# SELECTED TEXT

In 1997, the Emerging Issues Task Force of the Financial Accounting
Standards Board (the "EITF") issued EITF No. 97-2. The EITF reached a consensus
concerning certain matters relating to the physician practice management ("PPM")
industry with respect to the consolidation of professional corporation revenues
and the accounting for business corporations. As an interim step before the
consensus, the EITF allowed PPMs to display the revenues and expenses of managed
physician practices in the statement of operations (the "alternative display
method") if the terms of the management agreement provided the PPM with a "net
profits or equivalent interest" in the net profits of the medical services
furnished by the Medical Practices. It is the Company's understanding that the
EITF did not and would not object to the use of the alternative display method
in PPM financial statements for periods ending before December 15, 1998. As the
Company does not consolidate its managed Network Sites, the adoption of EITF
97-2 in 1998 will not have a material impact on the Company's financial
position, cash flows or results of operations. As discussed below, the Company
will discontinue the display of revenues for its Long Island and Boston Network
Sites due to changes in the respective management agreements.

Since inception through December 31, 1997, the management agreements
related to the Long Island and Boston Network Sites have been incorporated in
the Company's consolidated financial statements via the display method as the
Company believed that these management agreements provided it with a "net
profits or equivalent interest" in the net profits of the medical services
furnished by the Medical Practices at the Long Island and Boston Network Sites.
Consequently, for the Long Island and Boston Network Sites, the Company has
presented the

F-7




INTEGRAMED AMERICA, INC.

# Referring expression pointing data
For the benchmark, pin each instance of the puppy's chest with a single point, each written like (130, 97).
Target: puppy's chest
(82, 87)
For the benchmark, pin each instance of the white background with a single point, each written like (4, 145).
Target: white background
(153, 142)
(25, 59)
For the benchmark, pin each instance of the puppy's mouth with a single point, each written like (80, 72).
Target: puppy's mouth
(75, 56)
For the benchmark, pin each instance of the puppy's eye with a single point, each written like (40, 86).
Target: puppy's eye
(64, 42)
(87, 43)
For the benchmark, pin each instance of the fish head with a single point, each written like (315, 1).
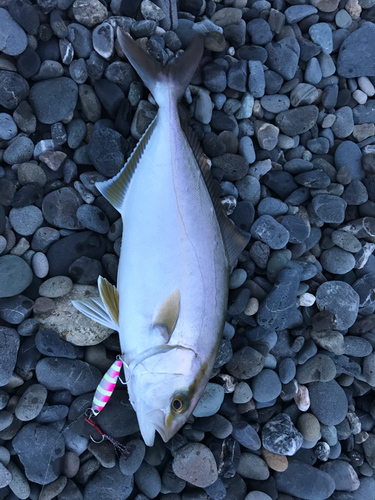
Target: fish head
(164, 389)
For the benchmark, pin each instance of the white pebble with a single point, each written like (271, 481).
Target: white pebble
(306, 300)
(365, 85)
(359, 96)
(252, 307)
(302, 398)
(40, 265)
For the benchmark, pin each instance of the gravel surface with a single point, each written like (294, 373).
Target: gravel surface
(283, 104)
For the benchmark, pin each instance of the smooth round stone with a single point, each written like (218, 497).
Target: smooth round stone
(49, 343)
(349, 154)
(353, 59)
(253, 467)
(329, 208)
(26, 220)
(13, 40)
(130, 463)
(346, 241)
(303, 94)
(283, 57)
(44, 459)
(343, 19)
(54, 100)
(321, 34)
(298, 120)
(343, 474)
(242, 393)
(341, 300)
(337, 261)
(20, 150)
(31, 402)
(195, 463)
(275, 103)
(107, 150)
(328, 402)
(40, 265)
(237, 278)
(110, 483)
(298, 479)
(59, 208)
(280, 436)
(319, 368)
(272, 206)
(57, 286)
(13, 89)
(210, 401)
(8, 128)
(309, 426)
(344, 123)
(313, 73)
(76, 376)
(269, 231)
(266, 386)
(16, 275)
(287, 370)
(93, 218)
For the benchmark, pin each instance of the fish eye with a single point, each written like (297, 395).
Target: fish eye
(179, 403)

# APPLY WHAT YOU READ
1: Decide whether each statement agrees with the EITF 97-2 passage above, answering yes or no and quoting the words that settle it: (a) EITF No. 97-2 was issued in 1997. (b) The Company consolidates its managed Network Sites. (c) The Company will keep displaying revenues for its Long Island and Boston Network Sites.
2: Answer these questions from the EITF 97-2 passage above:
(a) What does the abbreviation "PPM" stand for?
(b) According to the Company's understanding, the EITF would not object to the alternative display method for periods ending before what date?
(c) Through what date have the Long Island and Boston management agreements been incorporated via the display method?
3: Pick up the EITF 97-2 passage above at the point where it stops, and continue it.

# YOUR RESPONSES
1:
(a) Yes: "In 1997, the Emerging Issues Task Force of the Financial Accounting Standards Board (the "EITF") issued EITF No. 97-2."
(b) No: "As the Company does not consolidate its managed Network Sites"
(c) No: "the Company will discontinue the display of revenues for its Long Island and Boston Network Sites due to changes in the respective management agreements."

2:
(a) Physician practice management
(b) December 15, 1998
(c) December 31, 1997

3:
NOTES TO CONSOLIDATED FINANCIAL STATEMENTS

Medical Practices' patient services revenue, less amounts retained by the
Medical Practices, or "Medical Practice retainage", as "Revenues after Medical
Practice retainage" in the accompanying consolidated statement of operations
("display method"). Effective in October 1997 and January 1998, due to changes
in the management agreements related to the Long Island and Boston Network
Sites, respectively, the Company will no longer display the patient services
revenue of the Long Island and Boston Medical Practices. The revised management
agreements provide for the Company to receive a specific management fee which
the Company will report in "Revenues, net" in the consolidated statement of
operations.

These consolidated financial statements are prepared in accordance with
generally accepted accounting principles which requires the use of management's
estimates. The preparation of financial statements in conformity with generally
accepted accounting principles requires management to make estimates and
assumptions that affect the reported amounts of assets and liabilities and
disclosure of contingent assets and liabilities at the date of the financial
statements and the reported amounts of revenues and expenses during the
reporting period. Actual results could differ from those estimates.

Revenue and cost recognition --

RSC Division

During 1997, the RSC Division's operations were comprised of ten management
agreements.

Under six of the agreements the Company receives as compensation for its
management services a three-part management fee comprised of: (i) a fixed
percentage of net revenues generally equal to 6%, (ii) reimbursed cost of
services (costs incurred in managing a Medical Practice and any costs paid on
behalf of the Medical Practice) and (iii) a fixed or variable percentage of
earnings after management fees and any guaranteed physician compensation, or an
additional fixed or variable percentage of net revenues which generally results
in the Company receiving up to an additional 15% of net revenues. All management
fees are reported as "Revenues, net" by the Company. Direct costs incurred by
the Company in performing its management services and costs incurred on behalf
of the Medical Practice are recorded in costs of services rendered. The
physicians receive as compensation all remaining earnings after payment of the
Company's management fee.

Under another form of management agreement, which had been in use at two
Network Sites during 1997, the Company recorded all patient service revenues
and, out of such revenues, the Company paid the Medical Practices' expenses,
physicians' and other medical compensation, direct materials and certain
hospital contract fees. Specifically, under the management agreement for the
Boston Network Site, the Company guaranteed a minimum physician compensation
based on an annual budget jointly determined by the Company and the physicians.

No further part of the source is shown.